What you need to do:
Output the line containing "the gum tree" and all subsequent lines of the listing below, copied exactly, with no other lines.

[Stored data entries]
________________________

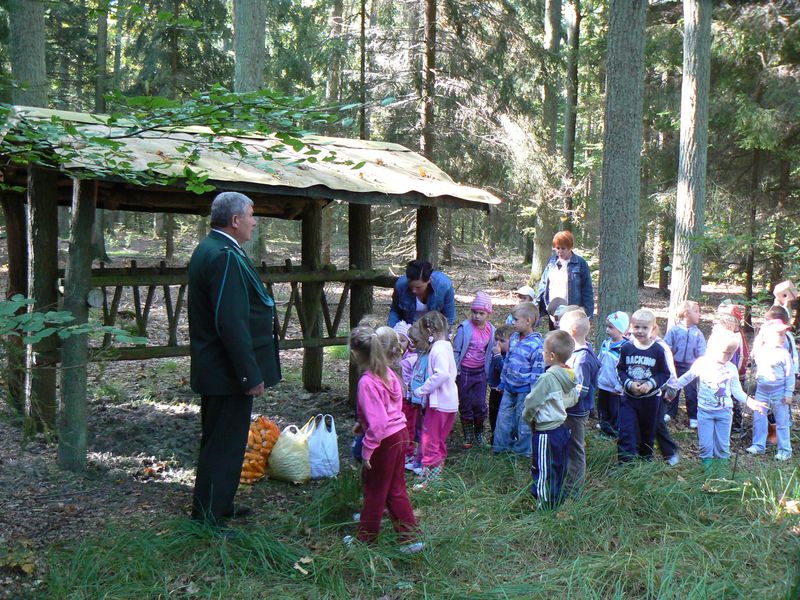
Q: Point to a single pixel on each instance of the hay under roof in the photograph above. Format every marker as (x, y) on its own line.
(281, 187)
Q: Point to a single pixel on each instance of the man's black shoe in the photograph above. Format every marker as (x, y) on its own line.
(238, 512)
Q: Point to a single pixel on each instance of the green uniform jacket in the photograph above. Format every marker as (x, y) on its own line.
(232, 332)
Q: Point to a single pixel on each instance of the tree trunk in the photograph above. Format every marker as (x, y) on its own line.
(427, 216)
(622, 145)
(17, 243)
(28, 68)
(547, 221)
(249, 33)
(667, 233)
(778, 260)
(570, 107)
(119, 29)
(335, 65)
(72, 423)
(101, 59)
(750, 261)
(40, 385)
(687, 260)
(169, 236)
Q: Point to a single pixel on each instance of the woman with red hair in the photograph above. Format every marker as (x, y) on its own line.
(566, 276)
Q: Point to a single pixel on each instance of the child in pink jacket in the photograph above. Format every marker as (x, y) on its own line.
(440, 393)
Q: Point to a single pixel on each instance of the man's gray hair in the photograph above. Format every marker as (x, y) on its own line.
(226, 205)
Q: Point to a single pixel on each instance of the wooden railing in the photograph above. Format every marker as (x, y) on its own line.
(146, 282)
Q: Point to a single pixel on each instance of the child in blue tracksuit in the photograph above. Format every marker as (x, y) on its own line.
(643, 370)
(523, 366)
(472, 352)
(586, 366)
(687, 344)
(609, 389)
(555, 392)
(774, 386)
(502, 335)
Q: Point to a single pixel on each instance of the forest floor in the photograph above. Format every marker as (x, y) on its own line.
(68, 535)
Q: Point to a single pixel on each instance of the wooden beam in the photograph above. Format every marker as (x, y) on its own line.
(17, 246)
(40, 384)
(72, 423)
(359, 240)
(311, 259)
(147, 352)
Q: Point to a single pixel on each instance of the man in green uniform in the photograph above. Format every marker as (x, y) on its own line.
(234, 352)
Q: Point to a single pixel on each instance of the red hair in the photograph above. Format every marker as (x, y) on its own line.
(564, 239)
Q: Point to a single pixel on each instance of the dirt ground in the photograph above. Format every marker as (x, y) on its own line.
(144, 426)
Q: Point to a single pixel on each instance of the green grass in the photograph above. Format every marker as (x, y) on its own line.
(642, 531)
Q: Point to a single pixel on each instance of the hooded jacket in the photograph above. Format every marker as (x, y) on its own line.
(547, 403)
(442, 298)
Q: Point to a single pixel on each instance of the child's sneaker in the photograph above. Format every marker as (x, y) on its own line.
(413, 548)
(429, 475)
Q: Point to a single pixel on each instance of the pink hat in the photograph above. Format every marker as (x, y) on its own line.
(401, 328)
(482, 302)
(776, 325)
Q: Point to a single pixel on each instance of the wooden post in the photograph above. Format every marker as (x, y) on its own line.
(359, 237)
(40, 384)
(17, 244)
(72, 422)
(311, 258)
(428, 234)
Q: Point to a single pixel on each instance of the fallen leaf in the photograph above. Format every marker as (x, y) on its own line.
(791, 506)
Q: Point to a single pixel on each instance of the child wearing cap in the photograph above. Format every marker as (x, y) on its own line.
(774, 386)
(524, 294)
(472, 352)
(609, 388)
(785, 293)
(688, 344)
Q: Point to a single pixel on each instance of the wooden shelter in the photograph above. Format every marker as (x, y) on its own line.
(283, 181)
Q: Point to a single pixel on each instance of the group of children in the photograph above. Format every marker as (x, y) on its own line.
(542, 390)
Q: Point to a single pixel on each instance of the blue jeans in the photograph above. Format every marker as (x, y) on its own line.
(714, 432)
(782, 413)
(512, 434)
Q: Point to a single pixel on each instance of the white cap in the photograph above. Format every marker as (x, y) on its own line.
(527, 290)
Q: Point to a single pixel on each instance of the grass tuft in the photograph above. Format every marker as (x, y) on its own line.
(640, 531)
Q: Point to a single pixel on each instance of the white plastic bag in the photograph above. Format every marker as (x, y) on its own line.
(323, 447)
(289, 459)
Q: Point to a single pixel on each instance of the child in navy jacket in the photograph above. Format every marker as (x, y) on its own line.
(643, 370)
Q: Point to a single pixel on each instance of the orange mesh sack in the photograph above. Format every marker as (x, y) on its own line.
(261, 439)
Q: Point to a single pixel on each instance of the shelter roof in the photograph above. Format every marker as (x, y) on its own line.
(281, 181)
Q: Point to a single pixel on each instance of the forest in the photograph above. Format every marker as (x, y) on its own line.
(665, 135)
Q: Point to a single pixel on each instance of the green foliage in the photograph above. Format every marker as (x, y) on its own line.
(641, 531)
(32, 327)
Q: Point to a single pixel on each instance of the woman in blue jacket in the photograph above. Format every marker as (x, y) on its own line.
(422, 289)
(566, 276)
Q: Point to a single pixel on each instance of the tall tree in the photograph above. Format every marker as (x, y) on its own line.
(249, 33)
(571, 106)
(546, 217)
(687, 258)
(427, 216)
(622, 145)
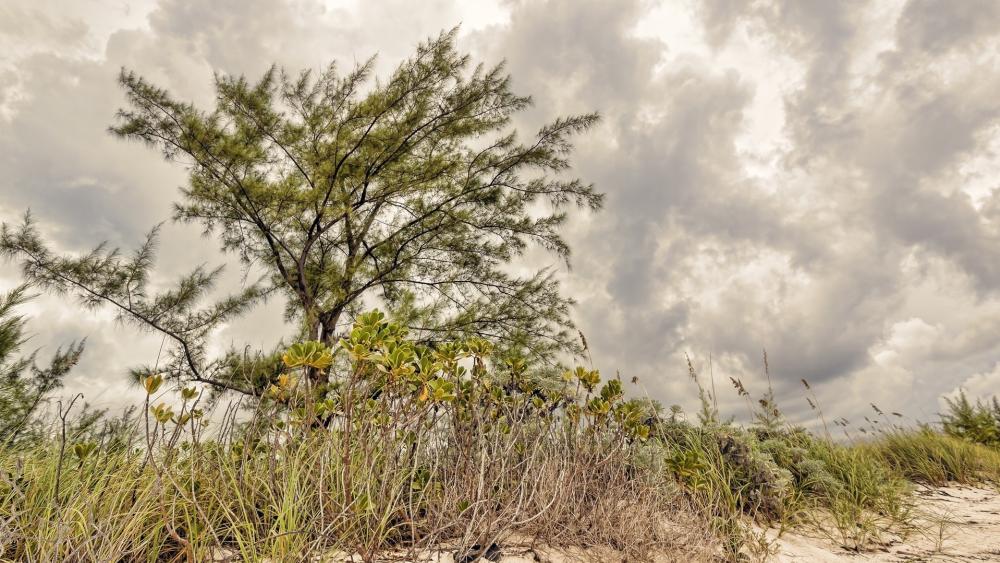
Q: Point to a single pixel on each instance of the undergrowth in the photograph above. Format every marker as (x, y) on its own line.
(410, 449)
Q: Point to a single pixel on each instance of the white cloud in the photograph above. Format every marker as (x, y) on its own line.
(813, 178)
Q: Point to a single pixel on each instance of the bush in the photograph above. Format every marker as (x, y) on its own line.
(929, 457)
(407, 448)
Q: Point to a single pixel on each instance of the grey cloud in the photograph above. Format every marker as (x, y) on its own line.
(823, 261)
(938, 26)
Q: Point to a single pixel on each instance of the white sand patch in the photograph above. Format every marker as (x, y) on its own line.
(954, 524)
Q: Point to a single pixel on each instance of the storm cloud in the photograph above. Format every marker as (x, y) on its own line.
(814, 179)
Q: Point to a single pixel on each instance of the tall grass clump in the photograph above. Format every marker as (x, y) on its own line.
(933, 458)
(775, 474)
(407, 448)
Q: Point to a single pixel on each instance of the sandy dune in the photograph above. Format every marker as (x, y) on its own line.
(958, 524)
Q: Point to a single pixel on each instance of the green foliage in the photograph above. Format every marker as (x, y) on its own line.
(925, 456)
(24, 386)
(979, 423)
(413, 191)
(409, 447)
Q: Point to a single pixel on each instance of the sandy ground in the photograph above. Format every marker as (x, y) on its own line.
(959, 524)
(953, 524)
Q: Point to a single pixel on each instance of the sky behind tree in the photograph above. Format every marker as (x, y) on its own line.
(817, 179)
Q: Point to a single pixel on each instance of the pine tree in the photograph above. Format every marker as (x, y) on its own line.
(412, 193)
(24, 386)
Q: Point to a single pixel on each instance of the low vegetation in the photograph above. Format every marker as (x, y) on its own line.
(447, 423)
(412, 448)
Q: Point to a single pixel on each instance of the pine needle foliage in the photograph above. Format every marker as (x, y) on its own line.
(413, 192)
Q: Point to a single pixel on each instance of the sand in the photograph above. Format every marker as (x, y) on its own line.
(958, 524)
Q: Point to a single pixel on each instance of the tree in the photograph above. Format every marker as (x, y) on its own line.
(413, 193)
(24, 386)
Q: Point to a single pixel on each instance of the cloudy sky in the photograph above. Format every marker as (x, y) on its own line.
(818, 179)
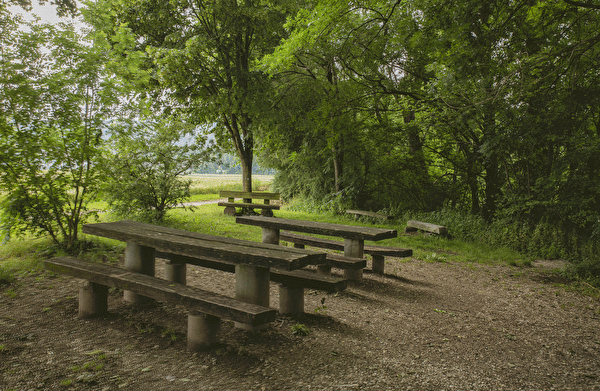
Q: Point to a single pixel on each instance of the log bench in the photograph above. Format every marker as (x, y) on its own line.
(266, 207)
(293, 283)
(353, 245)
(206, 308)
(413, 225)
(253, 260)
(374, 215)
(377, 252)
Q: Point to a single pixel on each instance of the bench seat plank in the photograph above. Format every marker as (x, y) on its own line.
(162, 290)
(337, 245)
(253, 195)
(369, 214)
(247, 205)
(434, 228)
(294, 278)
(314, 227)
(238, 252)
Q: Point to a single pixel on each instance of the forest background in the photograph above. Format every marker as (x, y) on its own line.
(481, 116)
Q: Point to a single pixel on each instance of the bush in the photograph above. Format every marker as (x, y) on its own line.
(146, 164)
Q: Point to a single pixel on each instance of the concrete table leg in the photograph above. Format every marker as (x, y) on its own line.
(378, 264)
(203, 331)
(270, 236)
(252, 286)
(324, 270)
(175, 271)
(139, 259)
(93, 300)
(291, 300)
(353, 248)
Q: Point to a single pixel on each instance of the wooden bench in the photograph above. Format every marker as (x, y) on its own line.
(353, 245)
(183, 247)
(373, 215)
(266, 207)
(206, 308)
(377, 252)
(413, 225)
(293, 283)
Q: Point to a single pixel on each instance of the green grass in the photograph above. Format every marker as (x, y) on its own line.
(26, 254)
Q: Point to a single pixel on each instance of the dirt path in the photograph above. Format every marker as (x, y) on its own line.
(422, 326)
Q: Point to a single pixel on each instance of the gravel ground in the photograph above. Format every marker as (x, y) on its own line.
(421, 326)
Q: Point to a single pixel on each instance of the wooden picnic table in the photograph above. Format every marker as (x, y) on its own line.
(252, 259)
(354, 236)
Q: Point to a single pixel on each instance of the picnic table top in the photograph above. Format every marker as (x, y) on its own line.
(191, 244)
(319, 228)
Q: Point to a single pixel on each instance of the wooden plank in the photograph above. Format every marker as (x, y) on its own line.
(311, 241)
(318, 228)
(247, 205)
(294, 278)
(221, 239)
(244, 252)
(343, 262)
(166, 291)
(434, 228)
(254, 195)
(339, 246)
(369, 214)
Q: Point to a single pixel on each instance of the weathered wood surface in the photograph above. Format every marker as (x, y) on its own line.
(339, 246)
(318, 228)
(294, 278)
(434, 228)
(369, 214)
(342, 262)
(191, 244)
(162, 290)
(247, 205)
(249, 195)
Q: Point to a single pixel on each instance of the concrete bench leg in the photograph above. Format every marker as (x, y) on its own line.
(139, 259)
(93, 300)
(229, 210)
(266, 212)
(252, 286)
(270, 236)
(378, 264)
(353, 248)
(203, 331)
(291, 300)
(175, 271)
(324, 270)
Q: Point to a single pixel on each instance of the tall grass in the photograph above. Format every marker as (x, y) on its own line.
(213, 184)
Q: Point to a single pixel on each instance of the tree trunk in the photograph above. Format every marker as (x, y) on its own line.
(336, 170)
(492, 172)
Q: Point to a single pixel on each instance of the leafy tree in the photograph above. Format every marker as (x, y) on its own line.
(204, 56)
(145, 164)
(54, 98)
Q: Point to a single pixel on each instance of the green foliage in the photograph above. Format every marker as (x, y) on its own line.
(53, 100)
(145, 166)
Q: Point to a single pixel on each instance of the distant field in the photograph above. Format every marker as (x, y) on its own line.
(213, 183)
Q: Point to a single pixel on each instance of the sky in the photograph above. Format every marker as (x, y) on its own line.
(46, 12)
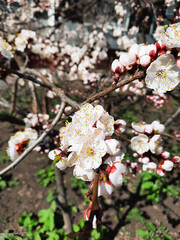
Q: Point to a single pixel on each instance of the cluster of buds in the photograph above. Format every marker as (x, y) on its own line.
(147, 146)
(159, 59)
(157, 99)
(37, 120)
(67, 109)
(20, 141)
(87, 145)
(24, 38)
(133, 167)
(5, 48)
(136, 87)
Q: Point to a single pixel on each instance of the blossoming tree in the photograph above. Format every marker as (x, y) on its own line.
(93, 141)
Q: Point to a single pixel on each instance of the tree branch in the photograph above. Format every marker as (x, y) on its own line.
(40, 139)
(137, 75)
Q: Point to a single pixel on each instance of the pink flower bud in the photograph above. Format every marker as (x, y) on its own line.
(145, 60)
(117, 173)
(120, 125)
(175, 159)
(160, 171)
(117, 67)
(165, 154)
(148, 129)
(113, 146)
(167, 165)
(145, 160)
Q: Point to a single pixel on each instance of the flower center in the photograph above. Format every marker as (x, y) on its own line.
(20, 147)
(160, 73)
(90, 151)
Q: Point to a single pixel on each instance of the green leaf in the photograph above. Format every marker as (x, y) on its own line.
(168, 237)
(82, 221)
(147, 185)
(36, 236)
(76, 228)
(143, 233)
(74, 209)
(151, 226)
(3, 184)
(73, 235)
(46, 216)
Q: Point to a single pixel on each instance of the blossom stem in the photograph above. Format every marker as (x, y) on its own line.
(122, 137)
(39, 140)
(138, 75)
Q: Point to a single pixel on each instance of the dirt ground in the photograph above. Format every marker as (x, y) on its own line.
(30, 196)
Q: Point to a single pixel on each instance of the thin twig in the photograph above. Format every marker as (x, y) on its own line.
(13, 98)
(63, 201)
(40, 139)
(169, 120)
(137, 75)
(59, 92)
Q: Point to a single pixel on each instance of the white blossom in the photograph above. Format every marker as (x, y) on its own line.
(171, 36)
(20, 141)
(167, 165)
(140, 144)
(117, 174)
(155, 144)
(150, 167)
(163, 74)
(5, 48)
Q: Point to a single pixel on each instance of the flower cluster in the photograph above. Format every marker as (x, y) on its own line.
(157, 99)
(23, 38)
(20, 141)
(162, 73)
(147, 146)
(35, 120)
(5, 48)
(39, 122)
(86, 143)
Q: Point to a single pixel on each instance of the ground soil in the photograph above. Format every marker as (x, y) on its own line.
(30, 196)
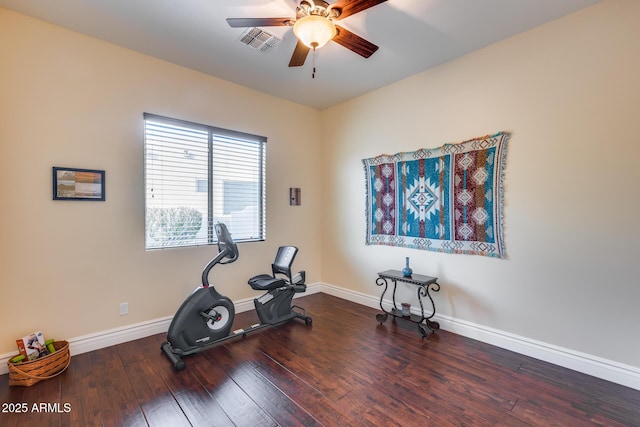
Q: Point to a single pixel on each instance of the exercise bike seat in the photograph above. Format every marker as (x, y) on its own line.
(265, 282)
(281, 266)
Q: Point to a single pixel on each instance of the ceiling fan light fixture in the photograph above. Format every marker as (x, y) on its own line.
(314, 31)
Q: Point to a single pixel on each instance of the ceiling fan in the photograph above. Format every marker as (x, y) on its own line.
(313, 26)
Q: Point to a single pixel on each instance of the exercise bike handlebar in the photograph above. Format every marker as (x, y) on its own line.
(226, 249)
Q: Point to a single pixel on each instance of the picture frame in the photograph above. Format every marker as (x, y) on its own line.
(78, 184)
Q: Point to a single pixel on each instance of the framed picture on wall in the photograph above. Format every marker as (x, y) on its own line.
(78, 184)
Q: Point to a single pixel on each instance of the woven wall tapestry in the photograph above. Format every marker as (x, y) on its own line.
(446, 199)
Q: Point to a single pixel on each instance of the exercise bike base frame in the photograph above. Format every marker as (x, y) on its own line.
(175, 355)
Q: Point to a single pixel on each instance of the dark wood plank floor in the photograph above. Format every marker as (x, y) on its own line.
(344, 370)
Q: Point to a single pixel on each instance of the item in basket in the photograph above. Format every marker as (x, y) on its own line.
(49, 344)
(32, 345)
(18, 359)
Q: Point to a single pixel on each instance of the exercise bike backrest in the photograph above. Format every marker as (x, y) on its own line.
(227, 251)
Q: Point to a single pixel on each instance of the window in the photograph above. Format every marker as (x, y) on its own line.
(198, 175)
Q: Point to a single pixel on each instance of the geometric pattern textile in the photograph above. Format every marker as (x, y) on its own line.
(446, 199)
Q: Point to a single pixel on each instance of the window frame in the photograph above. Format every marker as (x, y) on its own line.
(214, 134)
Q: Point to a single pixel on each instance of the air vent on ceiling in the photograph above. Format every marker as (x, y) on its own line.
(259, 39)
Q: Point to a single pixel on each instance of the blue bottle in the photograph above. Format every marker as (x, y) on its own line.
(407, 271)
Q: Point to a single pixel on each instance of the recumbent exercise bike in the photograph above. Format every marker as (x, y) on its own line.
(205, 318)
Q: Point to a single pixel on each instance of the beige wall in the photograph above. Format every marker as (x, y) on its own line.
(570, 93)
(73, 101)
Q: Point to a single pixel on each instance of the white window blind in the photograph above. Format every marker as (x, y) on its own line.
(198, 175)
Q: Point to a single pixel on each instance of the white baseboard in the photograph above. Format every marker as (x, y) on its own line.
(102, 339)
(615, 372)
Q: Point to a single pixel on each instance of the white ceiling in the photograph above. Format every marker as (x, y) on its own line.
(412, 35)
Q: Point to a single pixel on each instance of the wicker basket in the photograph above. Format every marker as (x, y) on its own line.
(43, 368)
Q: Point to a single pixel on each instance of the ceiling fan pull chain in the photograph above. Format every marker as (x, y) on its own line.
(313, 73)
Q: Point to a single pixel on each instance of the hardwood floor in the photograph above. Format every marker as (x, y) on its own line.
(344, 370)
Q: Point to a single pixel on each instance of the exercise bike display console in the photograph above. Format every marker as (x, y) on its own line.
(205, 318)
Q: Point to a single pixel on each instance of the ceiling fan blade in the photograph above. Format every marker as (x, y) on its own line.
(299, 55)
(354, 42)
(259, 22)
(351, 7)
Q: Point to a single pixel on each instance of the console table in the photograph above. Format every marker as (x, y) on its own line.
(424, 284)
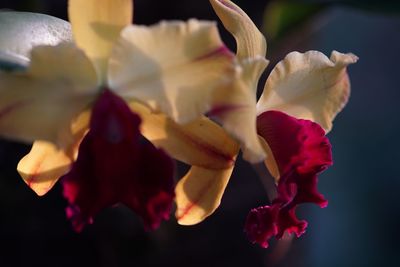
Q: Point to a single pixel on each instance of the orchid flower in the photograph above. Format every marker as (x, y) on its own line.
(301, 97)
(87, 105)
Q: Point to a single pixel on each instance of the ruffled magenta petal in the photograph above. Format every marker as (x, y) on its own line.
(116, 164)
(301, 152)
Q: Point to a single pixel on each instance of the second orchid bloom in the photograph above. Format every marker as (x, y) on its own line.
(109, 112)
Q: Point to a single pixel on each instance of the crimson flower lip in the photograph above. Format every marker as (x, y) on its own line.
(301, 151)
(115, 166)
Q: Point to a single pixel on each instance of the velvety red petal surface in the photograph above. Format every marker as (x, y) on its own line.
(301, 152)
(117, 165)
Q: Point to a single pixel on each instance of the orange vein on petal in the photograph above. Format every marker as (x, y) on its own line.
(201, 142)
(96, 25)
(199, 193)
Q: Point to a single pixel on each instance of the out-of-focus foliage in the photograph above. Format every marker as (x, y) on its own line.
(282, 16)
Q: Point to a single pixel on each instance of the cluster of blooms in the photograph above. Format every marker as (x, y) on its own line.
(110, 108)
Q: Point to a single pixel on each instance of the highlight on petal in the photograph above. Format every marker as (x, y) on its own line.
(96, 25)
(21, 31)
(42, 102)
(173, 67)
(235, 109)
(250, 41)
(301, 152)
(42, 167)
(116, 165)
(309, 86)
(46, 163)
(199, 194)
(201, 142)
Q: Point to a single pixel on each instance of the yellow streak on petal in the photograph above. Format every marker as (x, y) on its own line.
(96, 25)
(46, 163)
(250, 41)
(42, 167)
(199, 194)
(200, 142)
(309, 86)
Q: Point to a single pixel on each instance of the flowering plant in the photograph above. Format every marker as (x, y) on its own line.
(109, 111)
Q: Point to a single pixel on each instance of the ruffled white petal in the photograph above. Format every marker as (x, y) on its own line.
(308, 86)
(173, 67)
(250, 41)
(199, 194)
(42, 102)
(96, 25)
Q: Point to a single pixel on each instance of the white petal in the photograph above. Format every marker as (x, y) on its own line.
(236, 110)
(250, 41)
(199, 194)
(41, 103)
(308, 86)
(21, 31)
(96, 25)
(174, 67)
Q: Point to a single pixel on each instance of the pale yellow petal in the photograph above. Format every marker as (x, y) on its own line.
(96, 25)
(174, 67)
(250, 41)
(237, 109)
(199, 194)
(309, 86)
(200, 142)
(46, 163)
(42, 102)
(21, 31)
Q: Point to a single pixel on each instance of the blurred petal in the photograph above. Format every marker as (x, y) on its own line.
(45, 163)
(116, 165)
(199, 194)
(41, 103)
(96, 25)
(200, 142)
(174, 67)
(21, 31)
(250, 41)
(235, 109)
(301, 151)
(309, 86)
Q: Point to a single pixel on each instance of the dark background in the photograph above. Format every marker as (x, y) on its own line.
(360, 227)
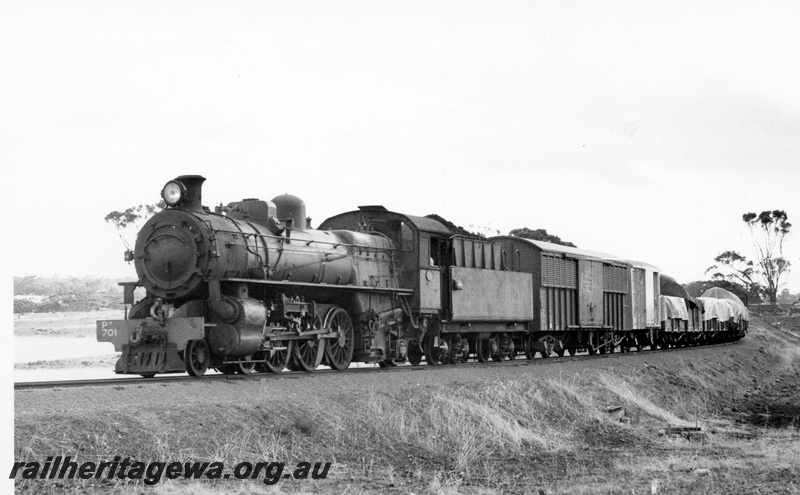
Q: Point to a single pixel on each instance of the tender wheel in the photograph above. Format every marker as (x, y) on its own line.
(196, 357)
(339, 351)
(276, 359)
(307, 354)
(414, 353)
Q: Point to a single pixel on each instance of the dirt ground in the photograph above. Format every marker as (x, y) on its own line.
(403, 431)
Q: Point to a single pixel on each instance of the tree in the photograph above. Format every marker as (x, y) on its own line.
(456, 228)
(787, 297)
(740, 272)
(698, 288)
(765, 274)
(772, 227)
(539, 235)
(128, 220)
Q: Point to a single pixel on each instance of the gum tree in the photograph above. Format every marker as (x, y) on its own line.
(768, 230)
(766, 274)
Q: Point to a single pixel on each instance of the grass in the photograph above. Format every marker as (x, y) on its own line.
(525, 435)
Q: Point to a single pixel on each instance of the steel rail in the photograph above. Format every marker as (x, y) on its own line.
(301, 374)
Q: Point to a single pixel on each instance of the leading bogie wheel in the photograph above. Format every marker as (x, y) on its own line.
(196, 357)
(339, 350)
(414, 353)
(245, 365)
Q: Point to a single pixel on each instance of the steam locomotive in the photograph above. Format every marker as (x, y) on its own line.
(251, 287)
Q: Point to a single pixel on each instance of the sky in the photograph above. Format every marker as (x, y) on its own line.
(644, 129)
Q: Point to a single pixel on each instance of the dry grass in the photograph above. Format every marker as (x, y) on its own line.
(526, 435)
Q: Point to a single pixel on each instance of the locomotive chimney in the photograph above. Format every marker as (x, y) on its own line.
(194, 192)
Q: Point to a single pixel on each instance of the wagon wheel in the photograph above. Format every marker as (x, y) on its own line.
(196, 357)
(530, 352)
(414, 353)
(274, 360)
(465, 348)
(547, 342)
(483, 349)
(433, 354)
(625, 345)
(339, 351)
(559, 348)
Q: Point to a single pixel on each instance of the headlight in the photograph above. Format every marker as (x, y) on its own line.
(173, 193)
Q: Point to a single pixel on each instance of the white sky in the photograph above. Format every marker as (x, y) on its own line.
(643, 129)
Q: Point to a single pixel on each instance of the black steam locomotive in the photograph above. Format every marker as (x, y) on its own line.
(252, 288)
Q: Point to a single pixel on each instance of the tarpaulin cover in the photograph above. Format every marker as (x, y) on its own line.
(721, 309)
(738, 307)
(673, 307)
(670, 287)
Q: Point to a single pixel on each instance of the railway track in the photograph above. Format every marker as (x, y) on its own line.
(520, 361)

________________________

Problem solution:
Q: Point to a single pixel on each instance of the gum tree in the photograph above. Format every marker as (x, y) on its own line.
(768, 230)
(766, 274)
Q: Point to a single pixel on each instance of the grass in the photograph above. Format every marker as (x, y) on its own line.
(525, 435)
Q: Point to a single pixel on each instance of the steel rail in the photograph above. Format every marker as (x, y) on its own line.
(301, 374)
Q: Point to a single pixel on each instance of the leading bogie wheel in the photograph above. Format every marker as (x, y) on its own line.
(196, 357)
(339, 350)
(414, 353)
(245, 365)
Q: Point to a single pixel on each instance of the steam locomotive in the photograph above. Format every marker as (x, y) on its own line.
(251, 287)
Q: Point to a single pixel on each instance of the sky in the photograph above. Format every marker as (x, y) on its own line.
(644, 129)
Q: Point to a single pixel on each instance of the dry grass in the photograph above. Format every marker as (x, y) on its own line.
(526, 435)
Q: Point to a single pixel on each instance of the locomotive chimney in the photograph above. Format every marker as (x, y) on its own line.
(194, 192)
Q: Point to a single pixel on each instance of the wagon wheel in the photograph above. Format every marker as (x, y) on its own line.
(196, 357)
(530, 352)
(414, 353)
(274, 360)
(465, 348)
(547, 342)
(483, 349)
(433, 354)
(625, 345)
(339, 351)
(559, 348)
Q: Point to a single pixel on each instance of the headlight in the photograph above. Format every marker as (x, y) on its own line.
(173, 193)
Q: Point to a single pixel on each instance of the white sky in the photograph above. Format every marker as (x, y) on its own line.
(643, 129)
Q: Point to a single pixel on each instance of the black steam locomotive in the photograph above. Format every marker as (x, y) on its own line.
(252, 288)
Q: Point to a single pixel on each instance of the tarpaulin cover in the photograph above. Format every marker as (x, y) on its own line.
(721, 309)
(738, 307)
(673, 307)
(670, 287)
Q: Point to a single pixel on each instance of the railway track in the photograph above. Format every marker as (x, y) on its own line.
(520, 361)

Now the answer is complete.